• [EXERCISE REQUIREMENTS]:
1. Reproduce the recipe word for word from "Cut the leeks" to "adjustments if necessary.".
2. According to the recipe, where is pomegranate molasses widely available?

• [GIVEN PASSAGE]:
Add just enough olive oil to a large skillet to coat the bottom. Add the onion and cook over low heat until lightly browned and soft, about 7 minutes.

2

Add the pomegranate juice, pomegranate molasses, walnuts, sugar and saffron.

3

Simmer for 30 to 35 minutes, stirring occasionally to prevent the nuts from burning. Taste the sauce and add salt to taste and additional pomegranate juice or sugar to achieve the desired sweet-sour balance. Cook until sauce just thickens.

Beef and leek croquettes

1

Cut the leeks in half lengthwise and wash well to remove any hidden dirt. Trim the root and discard the tough outer leaves. Cut into thin crosswise slices and swish in a bowl of water, changing the water two or three times to be sure the leeks are free of dirt.

2

Put the leeks in a saucepan and cover with water and a pinch of salt. Bring to a boil, then reduce the heat and simmer until the leeks are soft, about 35 minutes. Drain the cooked leeks in a colander and cool. When the leeks are cool, squeeze out as much water as possible.

3

Place the leeks in a mixing bowl with the meat, eggs, matzo meal and dill. Beat together so the ingredients are well mixed. Place a small nut-sized piece of the mixture in boiling water and cook so you can taste for salt and pepper and texture. Taste and make adjustments if necessary.

4

Form into small patties about 2 1/2 inches across. Fry in one inch of hot olive oil until cooked through, browning both sides, about 4 to 5 minutes total. Drain. Serve immediately with Persian walnut-pomegranate sauce or simmer for 10 minutes in the sauce and serve. Garnish with lemon wedges.

These traditional croquettes from Greece are delicious accompanied by a simple wedge of lemon, more elaborately finished by a short dunk in a simple tomato sauce, or as suggested here, untraditionally with a sweet-sour Persian walnut-pomegranate sauce. Pomegranate molasses is widely available in the Middle Eastern section of markets.

Saved entries:
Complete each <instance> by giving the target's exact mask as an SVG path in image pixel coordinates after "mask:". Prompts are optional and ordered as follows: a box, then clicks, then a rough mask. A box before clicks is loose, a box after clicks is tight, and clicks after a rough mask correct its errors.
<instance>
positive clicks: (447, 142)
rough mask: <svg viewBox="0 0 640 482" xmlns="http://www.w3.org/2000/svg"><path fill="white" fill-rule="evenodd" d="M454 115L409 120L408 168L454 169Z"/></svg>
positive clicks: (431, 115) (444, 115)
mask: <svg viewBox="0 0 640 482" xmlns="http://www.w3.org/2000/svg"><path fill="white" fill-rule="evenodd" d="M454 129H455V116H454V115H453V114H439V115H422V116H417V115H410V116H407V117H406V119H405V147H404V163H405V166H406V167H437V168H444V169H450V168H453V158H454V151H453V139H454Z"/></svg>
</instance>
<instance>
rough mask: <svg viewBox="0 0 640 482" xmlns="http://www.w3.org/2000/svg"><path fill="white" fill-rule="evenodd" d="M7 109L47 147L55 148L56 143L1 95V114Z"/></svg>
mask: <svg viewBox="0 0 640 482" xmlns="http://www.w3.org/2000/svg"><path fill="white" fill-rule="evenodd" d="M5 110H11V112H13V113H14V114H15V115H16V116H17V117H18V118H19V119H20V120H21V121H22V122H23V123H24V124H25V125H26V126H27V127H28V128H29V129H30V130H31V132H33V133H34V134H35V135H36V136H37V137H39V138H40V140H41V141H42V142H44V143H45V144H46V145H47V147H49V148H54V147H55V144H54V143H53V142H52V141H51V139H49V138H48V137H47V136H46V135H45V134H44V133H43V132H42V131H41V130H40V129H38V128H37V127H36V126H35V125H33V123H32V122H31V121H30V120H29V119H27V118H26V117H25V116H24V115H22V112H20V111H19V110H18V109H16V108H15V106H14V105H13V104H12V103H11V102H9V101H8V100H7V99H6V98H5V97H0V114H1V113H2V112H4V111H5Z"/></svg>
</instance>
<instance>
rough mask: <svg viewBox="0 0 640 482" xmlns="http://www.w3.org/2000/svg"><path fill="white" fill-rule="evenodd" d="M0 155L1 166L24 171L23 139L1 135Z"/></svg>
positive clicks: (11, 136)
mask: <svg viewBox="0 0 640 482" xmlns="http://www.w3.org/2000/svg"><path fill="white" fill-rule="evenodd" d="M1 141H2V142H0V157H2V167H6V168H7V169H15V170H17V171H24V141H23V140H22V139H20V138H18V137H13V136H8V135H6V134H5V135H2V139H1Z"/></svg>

• [TASK-BY-TASK OUTPUTS]:
1.
Cut the leeks in half lengthwise and wash well to remove any hidden dirt. Trim the root and discard the tough outer leaves. Cut into thin crosswise slices and swish in a bowl of water, changing the water two or three times to be sure the leeks are free of dirt.

2

Put the leeks in a saucepan and cover with water and a pinch of salt. Bring to a boil, then reduce the heat and simmer until the leeks are soft, about 35 minutes. Drain the cooked leeks in a colander and cool. When the leeks are cool, squeeze out as much water as possible.

3

Place the leeks in a mixing bowl with the meat, eggs, matzo meal and dill. Beat together so the ingredients are well mixed. Place a small nut-sized piece of the mixture in boiling water and cook so you can taste for salt and pepper and texture. Taste and make adjustments if necessary.

2. In the Middle Eastern section of markets.